[BRANO DEL DOCUMENTO]:
§
Una statistica risalente al 2013 indicava che in Marocco circa 90.000 famiglie hanno come fonte di reddito la produzione e il commercio di cannabis e derivati. In particolar modo l’hashish, che si produce dalla resina di cannabis. Questo spiega come mai vi sia una alta tolleranza da parte del governo nei confronti della coltivazione e dell’uso della cannabis. Certo, nonostante una legislazione contraria e sinora affine alla gran maggioranza delle leggi riguardanti la canapa nel mondo islamico.
Legalizzare è salutare
Stime sull’esportazione illecita portano a immaginare che la maggior parte dei guadagni non cadano nelle mani di umili contadini e a beneficio dei villaggi a cui appartengono. Una vera e propria mafia strettamente correlata a quelle occidentali ne trae quasi interamente profitto. Naturalmente questo costituisce un danno anche per l’occidente stesso.
Nelle vie del commercio illegale, il prodotto di partenza può essere una raccolta purissima di resine di canapa accuratamente selezionate. Sicuramente, però, quel che arriva nelle mani del consumatore non ha più nulla a che vedere con la fonte originale. Sono noti svariati processi di taglio ed “inquinamento” dei panetti di hashish. Sono finalizzati all’appesantire e dare al contempo un aspetto credibile al panetto. Tutto questo unicamente a beneficio delle mani attraverso cui l’hashish passa per le vie dell’esportazione illegale.
Svolta epocale
Sembra però che il PJD, il partito politico marocchino con maggior numero di seggi in parlamento, da sempre contrario a qualsiasi forma di legalizzazione della canapa, stia effettuando una giravolta storica. Il fine è preservare l’integrità tradizionale della coltivazione nella zona del Rif ed insieme contrastare i mercati illeciti.
Il governo presieduto dal primo ministro Salaeddine El Othmani punta a sottrarre alle mafie un mercato stimato in 15 miliardi di dollari, secondo stime governative. Una misura per dare legittimità e alle tantissime realtà commerciali nascoste ma vivissime nell’economia del Paese, il più delle volte sfruttate dalla criminalità.
La proposta di legge pronta dal il 25 Febbraio 2021 sancisce infatti la creazione di un’agenzia nazionale specializzata. Sarà la sola a poter concedere le autorizzazioni necessarie all’immissione nel nascente mercato. Va specificato che si parla di cannabis prodotta e venduta unicamente a scopo terapeutico.
Si tratta comunque di una rivalsa per quelle realtà spesso sottomesse al crimine. La produzione legale avverrà unicamente in cooperative che diano impiego ed assicurazioni a dipendenti marocchini rigorosamente maggiorenni.
Molto, molto vicino
Il mondo stia cominciando a rivalutare le proprietà medicamentose ed ispiratrici della cannabis. Ma anche le potenzialità sociali quali la formazione di nuove risorse lavorative ed economiche che la legalizzazione della stessa comporta. Che questo cominci a prendere forma nei governi del maggior fornitore del mercato illegale europeo costituisce una piccola ma lungimirante vittoria per gli appassionati della spezia più discussa del XX secolo.
§
[CONTENUTO DEI DATI]:
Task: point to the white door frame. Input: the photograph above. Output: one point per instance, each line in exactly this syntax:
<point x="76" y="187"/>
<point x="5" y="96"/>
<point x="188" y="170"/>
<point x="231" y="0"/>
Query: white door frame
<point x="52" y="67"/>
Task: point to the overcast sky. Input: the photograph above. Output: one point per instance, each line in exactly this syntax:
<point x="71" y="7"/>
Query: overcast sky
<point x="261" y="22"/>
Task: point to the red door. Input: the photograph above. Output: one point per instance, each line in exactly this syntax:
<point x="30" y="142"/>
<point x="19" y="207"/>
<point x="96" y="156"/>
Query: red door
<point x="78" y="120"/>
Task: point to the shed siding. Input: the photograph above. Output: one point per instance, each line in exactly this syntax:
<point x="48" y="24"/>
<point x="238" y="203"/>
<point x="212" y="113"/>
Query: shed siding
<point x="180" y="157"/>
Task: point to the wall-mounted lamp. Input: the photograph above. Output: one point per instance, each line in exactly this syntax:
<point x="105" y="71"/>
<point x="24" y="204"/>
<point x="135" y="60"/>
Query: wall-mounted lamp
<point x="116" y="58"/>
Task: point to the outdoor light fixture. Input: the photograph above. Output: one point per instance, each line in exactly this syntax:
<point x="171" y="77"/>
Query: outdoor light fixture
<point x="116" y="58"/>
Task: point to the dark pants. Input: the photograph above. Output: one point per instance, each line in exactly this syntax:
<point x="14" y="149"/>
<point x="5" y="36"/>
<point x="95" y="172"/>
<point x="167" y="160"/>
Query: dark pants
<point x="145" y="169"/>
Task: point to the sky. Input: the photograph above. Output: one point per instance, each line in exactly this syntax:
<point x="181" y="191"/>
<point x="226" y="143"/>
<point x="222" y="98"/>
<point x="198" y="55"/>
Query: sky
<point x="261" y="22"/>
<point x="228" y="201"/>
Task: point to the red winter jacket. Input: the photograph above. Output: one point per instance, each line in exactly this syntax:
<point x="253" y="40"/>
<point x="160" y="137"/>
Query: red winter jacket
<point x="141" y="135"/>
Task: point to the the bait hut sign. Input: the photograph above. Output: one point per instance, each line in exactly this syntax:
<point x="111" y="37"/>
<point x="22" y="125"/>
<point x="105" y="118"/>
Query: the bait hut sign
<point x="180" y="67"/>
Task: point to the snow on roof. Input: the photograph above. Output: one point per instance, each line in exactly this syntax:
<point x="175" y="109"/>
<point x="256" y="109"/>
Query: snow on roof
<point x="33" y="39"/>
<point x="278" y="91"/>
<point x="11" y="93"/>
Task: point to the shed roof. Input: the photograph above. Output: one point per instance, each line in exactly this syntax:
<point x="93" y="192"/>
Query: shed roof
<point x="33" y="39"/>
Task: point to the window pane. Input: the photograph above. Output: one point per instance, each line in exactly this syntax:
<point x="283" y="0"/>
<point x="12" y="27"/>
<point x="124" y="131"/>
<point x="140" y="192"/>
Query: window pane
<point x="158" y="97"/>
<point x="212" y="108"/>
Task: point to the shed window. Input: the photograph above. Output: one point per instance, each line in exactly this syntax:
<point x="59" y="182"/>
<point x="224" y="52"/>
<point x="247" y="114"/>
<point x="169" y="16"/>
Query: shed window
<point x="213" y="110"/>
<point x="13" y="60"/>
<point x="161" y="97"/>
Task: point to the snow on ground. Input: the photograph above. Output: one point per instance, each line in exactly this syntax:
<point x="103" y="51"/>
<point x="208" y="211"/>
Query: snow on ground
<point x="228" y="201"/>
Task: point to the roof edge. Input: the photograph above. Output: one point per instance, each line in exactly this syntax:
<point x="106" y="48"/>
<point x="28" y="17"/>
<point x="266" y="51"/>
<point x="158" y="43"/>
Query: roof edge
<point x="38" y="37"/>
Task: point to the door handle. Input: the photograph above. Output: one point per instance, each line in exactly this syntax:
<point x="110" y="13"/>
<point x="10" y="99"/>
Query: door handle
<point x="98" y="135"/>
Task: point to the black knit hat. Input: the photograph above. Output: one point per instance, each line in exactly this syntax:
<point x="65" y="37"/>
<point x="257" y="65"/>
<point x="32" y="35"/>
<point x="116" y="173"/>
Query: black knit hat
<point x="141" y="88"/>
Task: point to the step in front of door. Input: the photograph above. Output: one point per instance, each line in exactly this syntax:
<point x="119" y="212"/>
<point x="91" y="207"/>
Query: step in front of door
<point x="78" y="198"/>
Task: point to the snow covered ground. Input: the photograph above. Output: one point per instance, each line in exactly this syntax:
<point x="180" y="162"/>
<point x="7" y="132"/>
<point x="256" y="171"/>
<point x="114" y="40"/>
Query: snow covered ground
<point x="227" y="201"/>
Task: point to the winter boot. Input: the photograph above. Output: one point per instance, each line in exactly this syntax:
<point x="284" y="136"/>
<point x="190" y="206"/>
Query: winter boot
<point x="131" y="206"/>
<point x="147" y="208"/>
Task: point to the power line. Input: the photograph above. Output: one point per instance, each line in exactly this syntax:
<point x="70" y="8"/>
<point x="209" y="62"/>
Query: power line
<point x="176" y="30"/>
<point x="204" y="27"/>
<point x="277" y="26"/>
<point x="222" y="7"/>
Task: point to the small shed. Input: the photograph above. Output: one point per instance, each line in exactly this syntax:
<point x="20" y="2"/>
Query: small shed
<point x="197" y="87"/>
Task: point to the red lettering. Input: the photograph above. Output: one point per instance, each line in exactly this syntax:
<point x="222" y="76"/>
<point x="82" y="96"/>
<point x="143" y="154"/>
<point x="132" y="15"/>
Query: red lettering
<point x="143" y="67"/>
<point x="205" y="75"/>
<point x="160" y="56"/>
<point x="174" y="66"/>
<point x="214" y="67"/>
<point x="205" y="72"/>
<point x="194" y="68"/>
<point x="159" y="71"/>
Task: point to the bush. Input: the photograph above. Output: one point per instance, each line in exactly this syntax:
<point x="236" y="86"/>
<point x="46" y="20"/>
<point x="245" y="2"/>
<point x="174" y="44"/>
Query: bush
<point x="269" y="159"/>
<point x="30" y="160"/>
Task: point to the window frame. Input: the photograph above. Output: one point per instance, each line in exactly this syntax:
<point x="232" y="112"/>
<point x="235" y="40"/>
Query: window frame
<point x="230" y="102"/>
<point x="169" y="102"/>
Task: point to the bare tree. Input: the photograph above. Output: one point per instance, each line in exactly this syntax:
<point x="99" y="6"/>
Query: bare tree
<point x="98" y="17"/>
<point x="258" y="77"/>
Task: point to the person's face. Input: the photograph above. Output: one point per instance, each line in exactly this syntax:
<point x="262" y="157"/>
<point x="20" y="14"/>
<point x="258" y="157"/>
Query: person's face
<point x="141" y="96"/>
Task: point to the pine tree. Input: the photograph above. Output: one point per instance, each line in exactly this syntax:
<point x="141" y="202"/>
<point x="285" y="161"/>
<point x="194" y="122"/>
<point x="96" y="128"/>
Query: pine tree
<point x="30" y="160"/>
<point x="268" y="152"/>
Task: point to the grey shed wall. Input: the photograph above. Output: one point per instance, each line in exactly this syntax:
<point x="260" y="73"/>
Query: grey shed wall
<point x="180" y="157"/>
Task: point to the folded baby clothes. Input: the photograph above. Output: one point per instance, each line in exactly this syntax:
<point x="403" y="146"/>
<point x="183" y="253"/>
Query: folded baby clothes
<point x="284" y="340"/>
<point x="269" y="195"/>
§
[COSA DEVI FARE]:
Rispondi in breve a queste domande sul brano sulla cannabis in Marocco:
(a) Secondo la statistica del 2013, quante famiglie marocchine traggono reddito dalla produzione e dal commercio di cannabis e derivati?
(b) A quanto ammonta, secondo stime governative, il mercato che il governo vuole sottrarre alle mafie?
(c) Quale ente, secondo la proposta di legge, sarà il solo a concedere le autorizzazioni per entrare nel nuovo mercato?
I dati non hanno alcun legame con il brano.

[RISULTATO]:
(a) Circa 90.000 famiglie.
(b) 15 miliardi di dollari.
(c) Un'agenzia nazionale specializzata.